# Records for processing
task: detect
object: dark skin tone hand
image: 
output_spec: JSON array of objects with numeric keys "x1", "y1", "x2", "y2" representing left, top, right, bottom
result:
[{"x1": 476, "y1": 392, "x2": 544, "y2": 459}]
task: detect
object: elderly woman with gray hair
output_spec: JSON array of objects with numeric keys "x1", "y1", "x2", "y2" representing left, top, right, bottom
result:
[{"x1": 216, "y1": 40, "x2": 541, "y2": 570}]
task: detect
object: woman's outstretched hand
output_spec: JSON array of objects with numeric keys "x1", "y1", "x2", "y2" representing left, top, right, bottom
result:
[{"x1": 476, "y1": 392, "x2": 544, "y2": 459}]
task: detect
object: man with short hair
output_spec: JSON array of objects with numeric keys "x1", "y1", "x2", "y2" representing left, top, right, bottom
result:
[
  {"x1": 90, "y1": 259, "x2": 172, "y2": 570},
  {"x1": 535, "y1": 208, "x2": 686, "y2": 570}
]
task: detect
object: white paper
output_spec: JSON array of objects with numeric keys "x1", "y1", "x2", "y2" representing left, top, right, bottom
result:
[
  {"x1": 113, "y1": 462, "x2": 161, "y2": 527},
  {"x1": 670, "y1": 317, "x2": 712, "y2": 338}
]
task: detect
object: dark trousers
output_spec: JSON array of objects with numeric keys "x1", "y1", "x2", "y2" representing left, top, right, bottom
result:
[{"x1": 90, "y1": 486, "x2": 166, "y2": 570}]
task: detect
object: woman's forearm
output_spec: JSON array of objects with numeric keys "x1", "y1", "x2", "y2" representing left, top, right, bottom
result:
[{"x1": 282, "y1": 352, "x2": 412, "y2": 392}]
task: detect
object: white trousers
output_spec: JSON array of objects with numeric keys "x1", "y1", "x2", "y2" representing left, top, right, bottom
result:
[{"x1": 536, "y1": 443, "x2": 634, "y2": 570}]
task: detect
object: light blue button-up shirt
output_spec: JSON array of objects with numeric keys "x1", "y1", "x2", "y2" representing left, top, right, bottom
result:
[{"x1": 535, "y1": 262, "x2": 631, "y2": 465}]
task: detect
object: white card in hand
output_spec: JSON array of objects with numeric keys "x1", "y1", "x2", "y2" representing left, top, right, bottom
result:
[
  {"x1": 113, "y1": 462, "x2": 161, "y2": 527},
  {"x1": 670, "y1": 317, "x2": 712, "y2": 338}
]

# Work to complete
Which lines in the material above contain the word "hair"? Pick out each one and copy it in full.

# Correct answer
object: elderly woman with gray hair
object: man with short hair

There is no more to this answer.